_To do_
**a.** In the political philosophy notes, what does Jonathan Wolff say democracy is a way of expressing?
**b.** Rewrite the political philosophy notes from "A reaction: I've" up to and including "edn) [1990], 3.3)", putting "method of choosing" in place of "decision procedure".
**c.** Write what comes next in the political philosophy notes, picking up after their last sentence.

_Reading passage_
************

The quest of the general good is partly undermined by people's past entitlements [Kymlicka]
     Full Idea: The existence of past entitlements on the part of particular people partially pre-empts, or constrains, the utilitarian quest to maximise the general good.
     From: Will Kymlicka (Contemporary Political Philosophy (1st edn) [1990], 2.3.a)
     A reaction: In other words, there is never a clean slate in politics (except in some hideously violent revolution). You might be able to justify to someone a withdrawal of their past entitlements. E.g. confiscating a stolen painting that was bought in ignorance.
We shouldn't endorse preferences which reject equality, and show prejudice and selfishness [Kymlicka]
     Full Idea: Equality should enter into the very formation of our preferences. ....Prejudiced and selfish preferences should be excluded from the start, for they already reflect a failure to show equal consideration.
     From: Will Kymlicka (Contemporary Political Philosophy (1st edn) [1990], 2.5.b)
     A reaction: This is meant to block utilitarian summing of preferences like racism, but it feels like a rather desperate attempt to get righteous liberal values in at the beginning, where they can't be questioned. How can you justify equal respect and treatment?
Using utilitarian principles to make decisions encourages cold detachment from people [Kymlicka]
     Full Idea: Acting directly on utilitarian grounds is counter-productive, for it encourages a contingent and detached attitude towards what should be whole-hearted personal and political commitments.
     From: Will Kymlicka (Contemporary Political Philosophy (1st edn) [1990], 2.7)
     A reaction: I've always seen this as an objection to utilitarianism, but I now see that it is only an objection to the decision procedure. We should be warm-hearted and committed, in the knowledge that this will increase benefits to all. Hm. A bit schizoid.
Utilitarianism is irrational if it tells you to trade in your rights and resources just for benefits [Kymlicka]
     Full Idea: Utilitarianism is an irrational choice, for it is rational to ensure your basic rights and resources are protected, even if you thereby lessen your chance of receiving benefits above and beyond the basic goods that you seek to protect.
     From: Will Kymlicka (Contemporary Political Philosophy (1st edn) [1990], 3.3)
     A reaction: [He's discussing Rawls] Utilitarians would obviously respond to this by saying that the rights and resources are needed to protect future benefits, so it would be short-termism to trade them in now.
24. Political Theory / D. Ideologies / 5. Democracy / a. Nature of democracy
A system of democracy which includes both freedom and equality is almost impossible [Wolff,J]
     Full Idea: We are very unlikely to be able to find an instrumental defence of democracy which also builds the values of freedom and equality into a feasible system.
     From: Jonathan Wolff (An Introduction to Political Philosophy (Rev) [2006], 3 'Conc')
     A reaction: I increasingly think that freedom is the most overrated political virtue (though it is certainly a virtue). Total freedom is ridiculous, but the aim of sacrificing many other social goods in order to maximise freedom also looks wrong.
Democracy expresses equal respect (which explains why criminals forfeit the vote) [Wolff,J]
     Full Idea: Democracy is a way of expressing equal respect for all, which is perhaps why we withdraw the vote from criminals: by their behaviour they forfeit the right to equal respect.

************

_Items_

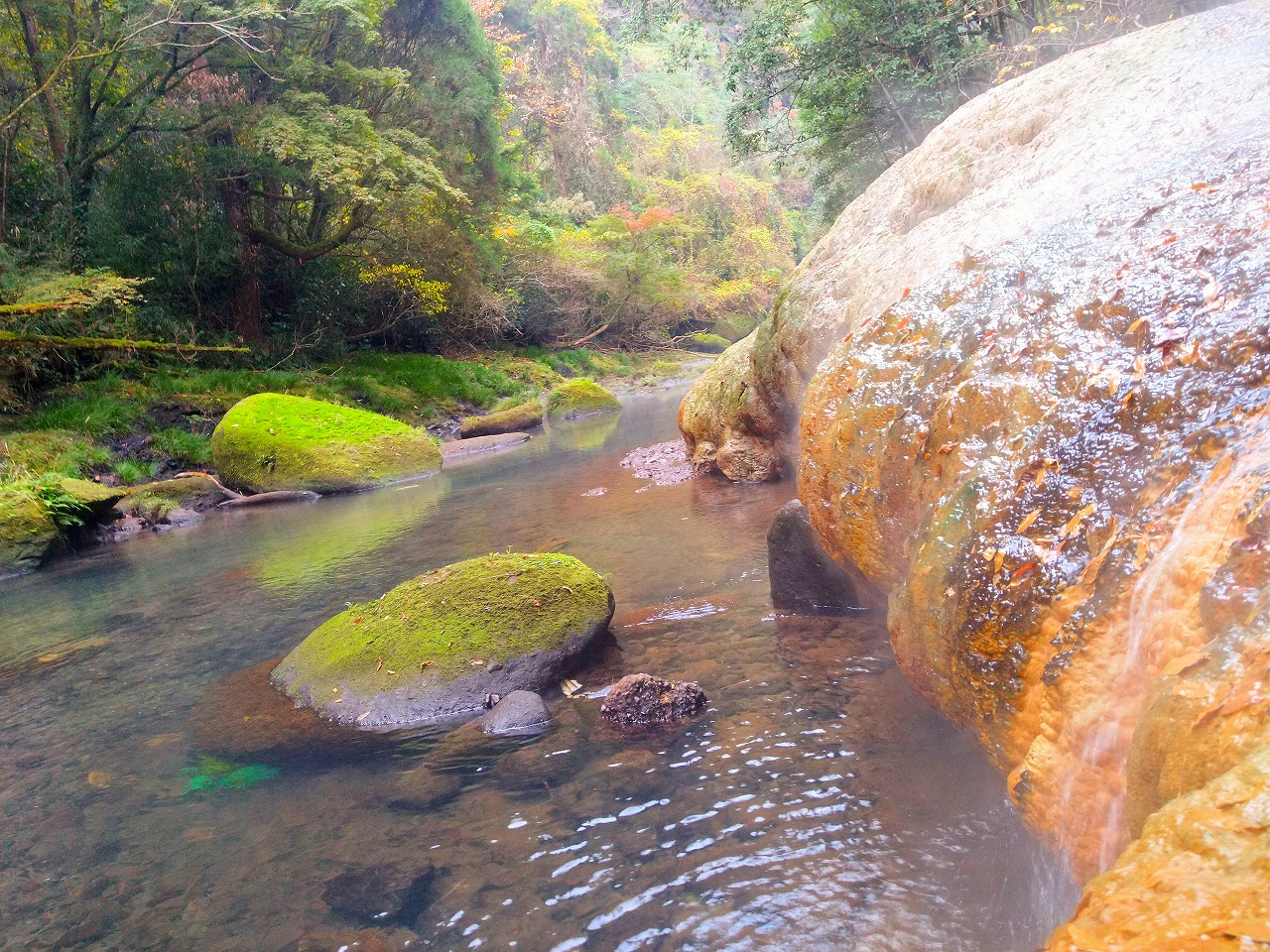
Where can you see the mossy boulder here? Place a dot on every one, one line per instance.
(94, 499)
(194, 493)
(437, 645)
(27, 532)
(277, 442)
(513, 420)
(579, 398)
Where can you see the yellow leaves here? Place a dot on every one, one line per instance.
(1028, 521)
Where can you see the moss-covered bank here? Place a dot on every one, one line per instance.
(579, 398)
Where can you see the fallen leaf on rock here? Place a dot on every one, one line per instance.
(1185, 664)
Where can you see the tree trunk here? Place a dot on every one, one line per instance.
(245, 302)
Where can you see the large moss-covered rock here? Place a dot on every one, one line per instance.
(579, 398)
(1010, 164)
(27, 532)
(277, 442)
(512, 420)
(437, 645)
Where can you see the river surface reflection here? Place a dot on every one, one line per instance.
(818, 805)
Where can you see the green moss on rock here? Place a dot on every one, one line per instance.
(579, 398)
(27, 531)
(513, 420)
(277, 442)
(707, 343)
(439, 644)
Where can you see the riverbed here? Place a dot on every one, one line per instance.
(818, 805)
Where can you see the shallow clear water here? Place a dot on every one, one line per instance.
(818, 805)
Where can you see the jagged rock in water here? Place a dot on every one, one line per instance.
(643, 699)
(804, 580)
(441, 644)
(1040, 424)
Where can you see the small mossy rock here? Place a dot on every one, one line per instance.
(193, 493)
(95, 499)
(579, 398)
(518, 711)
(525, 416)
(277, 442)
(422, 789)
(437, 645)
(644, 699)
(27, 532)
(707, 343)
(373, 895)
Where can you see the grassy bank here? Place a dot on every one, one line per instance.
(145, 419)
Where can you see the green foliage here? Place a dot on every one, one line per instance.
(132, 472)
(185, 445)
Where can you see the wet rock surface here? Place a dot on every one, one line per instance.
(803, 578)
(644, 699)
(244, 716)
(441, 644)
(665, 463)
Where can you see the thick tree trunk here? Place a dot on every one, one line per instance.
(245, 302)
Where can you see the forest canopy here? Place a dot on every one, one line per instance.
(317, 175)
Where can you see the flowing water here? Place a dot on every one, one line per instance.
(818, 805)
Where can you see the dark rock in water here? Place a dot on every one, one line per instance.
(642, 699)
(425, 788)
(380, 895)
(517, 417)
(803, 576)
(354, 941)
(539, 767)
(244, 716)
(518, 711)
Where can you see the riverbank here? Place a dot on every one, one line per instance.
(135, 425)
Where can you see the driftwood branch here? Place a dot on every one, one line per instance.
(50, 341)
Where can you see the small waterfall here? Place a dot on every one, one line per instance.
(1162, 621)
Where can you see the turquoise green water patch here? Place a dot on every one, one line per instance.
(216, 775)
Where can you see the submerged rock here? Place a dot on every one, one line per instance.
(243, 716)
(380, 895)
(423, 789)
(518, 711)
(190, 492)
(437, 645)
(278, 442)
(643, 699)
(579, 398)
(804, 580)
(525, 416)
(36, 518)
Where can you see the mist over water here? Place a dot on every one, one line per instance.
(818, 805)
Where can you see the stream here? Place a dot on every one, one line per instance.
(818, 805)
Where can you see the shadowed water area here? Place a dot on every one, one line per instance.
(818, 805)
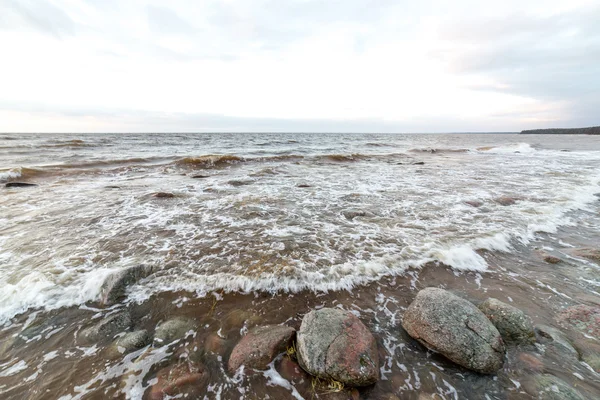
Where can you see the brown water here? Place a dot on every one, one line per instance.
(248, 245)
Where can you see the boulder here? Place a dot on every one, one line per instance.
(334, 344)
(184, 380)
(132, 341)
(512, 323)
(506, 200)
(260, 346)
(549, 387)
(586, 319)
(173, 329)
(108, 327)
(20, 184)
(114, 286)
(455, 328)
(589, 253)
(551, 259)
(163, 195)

************

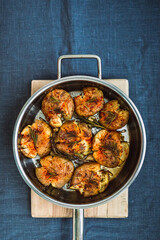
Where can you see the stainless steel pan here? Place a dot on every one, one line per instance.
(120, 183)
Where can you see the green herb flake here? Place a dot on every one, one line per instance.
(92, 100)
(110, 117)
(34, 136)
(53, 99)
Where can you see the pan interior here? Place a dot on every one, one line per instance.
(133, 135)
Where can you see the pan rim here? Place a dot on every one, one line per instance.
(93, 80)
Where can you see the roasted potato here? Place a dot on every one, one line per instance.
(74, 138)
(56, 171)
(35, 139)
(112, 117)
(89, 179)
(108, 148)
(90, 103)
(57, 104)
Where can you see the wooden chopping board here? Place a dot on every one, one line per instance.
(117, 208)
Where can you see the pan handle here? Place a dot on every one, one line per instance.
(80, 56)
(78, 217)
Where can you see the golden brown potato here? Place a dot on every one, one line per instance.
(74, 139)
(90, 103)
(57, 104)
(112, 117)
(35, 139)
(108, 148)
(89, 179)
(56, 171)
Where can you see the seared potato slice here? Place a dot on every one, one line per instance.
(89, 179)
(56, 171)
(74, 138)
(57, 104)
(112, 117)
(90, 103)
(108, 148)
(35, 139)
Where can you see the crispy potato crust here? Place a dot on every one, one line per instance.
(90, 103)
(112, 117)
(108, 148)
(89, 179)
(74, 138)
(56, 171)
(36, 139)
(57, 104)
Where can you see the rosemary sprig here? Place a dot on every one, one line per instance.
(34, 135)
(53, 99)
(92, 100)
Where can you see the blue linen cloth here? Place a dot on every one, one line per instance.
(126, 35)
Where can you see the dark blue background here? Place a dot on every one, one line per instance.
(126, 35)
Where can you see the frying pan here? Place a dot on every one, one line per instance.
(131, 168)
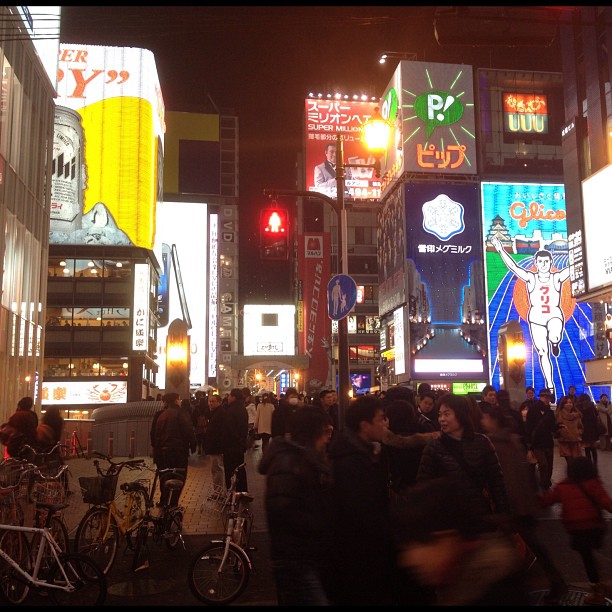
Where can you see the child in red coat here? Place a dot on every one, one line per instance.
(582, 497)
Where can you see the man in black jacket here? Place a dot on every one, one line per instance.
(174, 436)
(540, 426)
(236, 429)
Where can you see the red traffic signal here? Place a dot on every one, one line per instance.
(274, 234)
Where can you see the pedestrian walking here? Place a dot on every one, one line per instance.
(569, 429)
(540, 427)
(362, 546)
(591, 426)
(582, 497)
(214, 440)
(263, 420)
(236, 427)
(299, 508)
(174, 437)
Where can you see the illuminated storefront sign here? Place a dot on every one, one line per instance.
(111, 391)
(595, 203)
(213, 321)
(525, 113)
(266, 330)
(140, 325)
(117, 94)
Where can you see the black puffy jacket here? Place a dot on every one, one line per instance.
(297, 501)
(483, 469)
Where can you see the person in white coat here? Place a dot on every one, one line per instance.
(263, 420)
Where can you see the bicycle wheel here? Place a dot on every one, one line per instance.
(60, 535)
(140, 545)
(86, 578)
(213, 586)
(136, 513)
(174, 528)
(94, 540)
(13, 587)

************

_Solved problems_
**a.** Equal respect for all.

**b.**
A reaction: I've always seen this as an objection to utilitarianism, but I now see that it is only an objection to the method of choosing. We should be warm-hearted and committed, in the knowledge that this will increase benefits to all. Hm. A bit schizoid.
Utilitarianism is irrational if it tells you to trade in your rights and resources just for benefits [Kymlicka]
     Full Idea: Utilitarianism is an irrational choice, for it is rational to ensure your basic rights and resources are protected, even if you thereby lessen your chance of receiving benefits above and beyond the basic goods that you seek to protect.
     From: Will Kymlicka (Contemporary Political Philosophy (1st edn) [1990], 3.3)

**c.**
     From: Jonathan Wolff (An Introduction to Political Philosophy (Rev) [2006], 3 'Conc')
     A reaction: I disagree, and he has converted me to franchise for criminals. One-off criminals do not forfeit my respect for them as people, though their action may merit a controlling response on our part. Bad character, not a bad action, forfeits respect.
Democracy has been seen as consistent with many types of inequality [Wolff,J]
     Full Idea: Greeks assumed democracy was consistent with slavery, Rousseau that it was consistent with sexual inequality, and Wollstonecraft that it was consistent with disenfranchisement of the poor.
     From: Jonathan Wolff (An Introduction to Political Philosophy (Rev) [2006], 3 'Freedom')
     A reaction: If you are allowed to restrict the franchise in some way, then a narrow oligarchy can qualify as a democracy, with half a dozen voters.
A true democracy could not tolerate slavery, exploitation or colonialism [Wolff,J]
     Full Idea: A democratic state has power only over the people who make up the electorate. Ruling over a subservient class, or territory, is claimed to be antithetical to the true ideals of democracy.
     From: Jonathan Wolff (An Introduction to Political Philosophy (Rev) [2006], 3 'Intro')
     A reaction: Is making trade deals very favourable to yourself (i.e. good capitalism) antithetical to democracy?
24. Political Theory / D. Ideologies / 5. Democracy / b. Consultation
We should decide whether voting is for self-interests, or for the common good [Wolff,J]
     Full Idea: To avoid mixed-motivation voting, we must choose between one model of people voting in accordance with their preferences, and another of voting for their estimate of the common good.
     From: Jonathan Wolff (An Introduction to Political Philosophy (Rev) [2006], 3 'Voting')
     A reaction: Personally I always voted for the common good, and only slowly realised that most people were voting for their own interests. A rational society would at least bring this dichotomy into the open. Voting for self-interest isn't wicked.
Condorcet proved that sensible voting leads to an emphatically right answer [Wolff,J]
     Full Idea: Condorcet proved that provided people have a better than even chance of getting the right answer, and that they vote for their idea of the common good, then majority decisions are an excellent way to get the right result.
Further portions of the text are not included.